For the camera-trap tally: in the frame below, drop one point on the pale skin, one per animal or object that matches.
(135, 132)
---
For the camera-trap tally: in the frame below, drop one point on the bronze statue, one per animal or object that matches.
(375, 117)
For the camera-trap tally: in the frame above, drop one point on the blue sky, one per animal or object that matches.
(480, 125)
==
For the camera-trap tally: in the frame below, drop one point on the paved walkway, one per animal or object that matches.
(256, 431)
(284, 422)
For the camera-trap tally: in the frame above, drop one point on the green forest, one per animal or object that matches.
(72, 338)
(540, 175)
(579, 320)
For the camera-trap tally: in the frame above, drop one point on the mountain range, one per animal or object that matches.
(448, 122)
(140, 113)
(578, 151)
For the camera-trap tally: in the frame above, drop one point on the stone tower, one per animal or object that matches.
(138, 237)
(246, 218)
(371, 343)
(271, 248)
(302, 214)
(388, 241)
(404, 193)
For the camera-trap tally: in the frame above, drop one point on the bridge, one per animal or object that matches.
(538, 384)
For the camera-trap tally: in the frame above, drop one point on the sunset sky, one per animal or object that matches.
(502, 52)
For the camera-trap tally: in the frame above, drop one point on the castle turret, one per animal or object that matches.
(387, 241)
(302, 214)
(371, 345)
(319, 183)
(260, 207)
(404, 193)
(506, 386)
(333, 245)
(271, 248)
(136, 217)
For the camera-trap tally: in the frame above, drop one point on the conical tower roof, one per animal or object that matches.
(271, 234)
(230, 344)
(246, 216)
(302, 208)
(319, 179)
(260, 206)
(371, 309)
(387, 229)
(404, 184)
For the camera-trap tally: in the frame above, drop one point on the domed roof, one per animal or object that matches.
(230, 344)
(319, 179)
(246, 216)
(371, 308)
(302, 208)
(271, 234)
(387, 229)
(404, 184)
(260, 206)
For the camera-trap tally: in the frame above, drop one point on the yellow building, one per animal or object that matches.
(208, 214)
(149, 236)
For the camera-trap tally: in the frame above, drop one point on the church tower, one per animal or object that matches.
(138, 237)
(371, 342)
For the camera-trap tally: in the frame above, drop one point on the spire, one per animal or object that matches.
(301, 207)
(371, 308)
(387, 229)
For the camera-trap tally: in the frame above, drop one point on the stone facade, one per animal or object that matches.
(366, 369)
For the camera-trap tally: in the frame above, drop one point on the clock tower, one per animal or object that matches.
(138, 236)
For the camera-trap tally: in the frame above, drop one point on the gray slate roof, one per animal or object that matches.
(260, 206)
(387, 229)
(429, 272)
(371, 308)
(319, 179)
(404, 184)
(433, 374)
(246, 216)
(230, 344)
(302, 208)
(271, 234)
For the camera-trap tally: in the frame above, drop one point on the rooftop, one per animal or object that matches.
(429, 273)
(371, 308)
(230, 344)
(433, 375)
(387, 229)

■ **REQUIREMENT**:
How many lines in the records above contain the word "below"? Case counts, so match only that exact form. Reply with the number alone.

■ **SOLUTION**:
3